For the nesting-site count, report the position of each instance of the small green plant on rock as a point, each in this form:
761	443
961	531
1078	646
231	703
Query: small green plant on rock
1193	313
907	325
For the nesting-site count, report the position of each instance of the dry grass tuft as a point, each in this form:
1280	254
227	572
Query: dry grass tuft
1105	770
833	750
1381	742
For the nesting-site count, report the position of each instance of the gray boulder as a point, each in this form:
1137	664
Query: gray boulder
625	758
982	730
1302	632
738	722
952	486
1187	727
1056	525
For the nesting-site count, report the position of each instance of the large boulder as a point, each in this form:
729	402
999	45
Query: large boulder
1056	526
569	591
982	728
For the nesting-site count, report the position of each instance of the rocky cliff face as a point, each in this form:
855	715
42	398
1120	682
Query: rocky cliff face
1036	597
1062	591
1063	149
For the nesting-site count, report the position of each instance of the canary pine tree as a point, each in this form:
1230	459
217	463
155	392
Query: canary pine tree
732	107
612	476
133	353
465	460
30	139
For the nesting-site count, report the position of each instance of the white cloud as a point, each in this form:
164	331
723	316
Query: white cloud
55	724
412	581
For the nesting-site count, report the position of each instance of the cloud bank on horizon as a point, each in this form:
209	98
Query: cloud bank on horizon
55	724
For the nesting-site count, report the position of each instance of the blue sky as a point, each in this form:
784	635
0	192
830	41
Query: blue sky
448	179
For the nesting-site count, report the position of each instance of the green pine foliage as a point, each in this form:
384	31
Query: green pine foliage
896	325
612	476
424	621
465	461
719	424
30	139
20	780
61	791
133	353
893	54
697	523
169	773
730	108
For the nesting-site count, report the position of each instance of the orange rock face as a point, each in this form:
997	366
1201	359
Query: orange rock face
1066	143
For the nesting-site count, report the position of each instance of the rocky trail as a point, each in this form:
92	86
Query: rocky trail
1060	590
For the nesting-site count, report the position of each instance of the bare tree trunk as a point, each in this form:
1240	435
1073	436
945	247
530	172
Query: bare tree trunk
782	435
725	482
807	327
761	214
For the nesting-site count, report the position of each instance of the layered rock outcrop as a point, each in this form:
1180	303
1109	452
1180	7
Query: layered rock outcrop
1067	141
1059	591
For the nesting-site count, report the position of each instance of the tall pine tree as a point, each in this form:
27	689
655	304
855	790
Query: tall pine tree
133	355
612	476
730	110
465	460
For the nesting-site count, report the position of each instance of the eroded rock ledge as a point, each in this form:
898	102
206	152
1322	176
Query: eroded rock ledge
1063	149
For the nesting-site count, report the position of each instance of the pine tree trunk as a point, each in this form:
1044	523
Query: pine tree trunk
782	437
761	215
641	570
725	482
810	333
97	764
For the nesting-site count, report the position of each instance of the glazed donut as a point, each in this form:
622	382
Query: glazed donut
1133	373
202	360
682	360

**To be done:**
Please convert all of the material above into a JSON list of strings, one string per line, leaving out any blank lines.

**Written solution:**
[
  "For the nesting-site count, report the position of each instance of the small green plant on rock as a point, each in this form:",
  "761\t443",
  "961\t531",
  "1078\t646",
  "231\t703",
  "Query: small green plant on rock",
  "1193\t313",
  "907\t325",
  "For the nesting-site count, report the position of each instance of the dry grass tuft as a point, each in this form:",
  "1280\t254",
  "227\t572",
  "Query: dry grass tuft",
  "1105\t770",
  "833\t750",
  "1381\t742",
  "For the nesting-site count, report the position of each instance of the gray boulder as a point, each in this form:",
  "1137\t664",
  "Query: gray boulder",
  "625\t758",
  "982\t730",
  "1302\t632",
  "738\t722",
  "952\t486",
  "1187\t727",
  "1056\t525",
  "For the nesting-site count, report the position of each instance of the large boulder as a point, each in this form:",
  "729\t402",
  "999\t45",
  "Query: large boulder",
  "1056\t526",
  "569\t591",
  "982\t728",
  "For the nesting-site count, report the position of each instance of the rocky cliff face as a point, each in this form:",
  "855\t715",
  "42\t398",
  "1120\t682",
  "Query: rocky cliff face",
  "1036\t597",
  "1062\t591",
  "1063\t149",
  "For the nesting-site count, report the position of each instance of the canary pine tree as a point, each in this form:",
  "1230\t459",
  "217\t463",
  "155\t392",
  "Query: canary pine tree",
  "732\t107",
  "612\t476",
  "133\t353",
  "465\t460",
  "30\t139",
  "For the nesting-site count, report the position of each instance of the white cloud as a point, each in this form:",
  "164\t331",
  "723\t316",
  "Query: white cloud",
  "55\t724",
  "412\t581",
  "For the nesting-site count, report the position of each instance of the cloud bank on horizon as a point, each in this form:",
  "209\t98",
  "Query: cloud bank on horizon",
  "55\t724",
  "For the nesting-site count, report the position of each instance of the blue sky as a point, each in this form:",
  "784\t635",
  "0\t192",
  "830\t41",
  "Query: blue sky",
  "448\t179",
  "For the nesting-site count, report the position of each instance of the green pine foliage as a point, each in this form:",
  "384\t31",
  "Query: green pine foliage",
  "896\t325",
  "612\t476",
  "424\t621",
  "465\t461",
  "719\t424",
  "30\t139",
  "20\t780",
  "61\t791",
  "133\t353",
  "893\t54",
  "697\t523",
  "169\t773",
  "730\t108",
  "For the nesting-site count, report the position of each instance of the orange rock face as a point, each in this form:",
  "997\t366",
  "1201\t359",
  "Query: orange rock face",
  "1066\t143",
  "For the nesting-site count, report the position of each instance of the rocky trail as a point, each in this form:",
  "92\t86",
  "Query: rocky trail",
  "1060\t590",
  "For the nesting-site count, report the position of each instance of the bare tree trunk as a point, each in this form:",
  "1240\t435",
  "1073\t436",
  "945\t247",
  "530\t172",
  "Query: bare tree trunk",
  "782\t435",
  "725\t482",
  "807\t327",
  "761\t214",
  "For the nesting-site count, report the position of each instance of the layered rock outcrop as a point, each in this form:",
  "1180\t303",
  "1109\t452",
  "1180\t7",
  "Query: layered rock outcrop",
  "1067\t141",
  "1059\t591",
  "For the nesting-site count, report the position of each instance of the tall pine tree as a point, each in this form:",
  "27\t689",
  "655\t304",
  "855\t790",
  "Query: tall pine tree",
  "133\t355",
  "612\t476",
  "730\t110",
  "465\t460",
  "For the nesting-site count, report the position of each instance of the eroded rock ledge as a point, each in this form:",
  "898\t102",
  "206\t152",
  "1322\t176",
  "Query: eroded rock ledge",
  "1063\t149",
  "For the nesting-site count, report the position of each instance of the pine tree trunk as a point, each in this form:",
  "1044\t523",
  "Query: pine tree trunk",
  "782\t437",
  "761\t215",
  "641\t570",
  "725\t482",
  "810\t333",
  "97\t764",
  "For the nesting-site count, report the position of each instance of the glazed donut as a point, each in this form:",
  "622\t382",
  "Query: glazed donut",
  "1133\t373",
  "202\t360",
  "682\t360"
]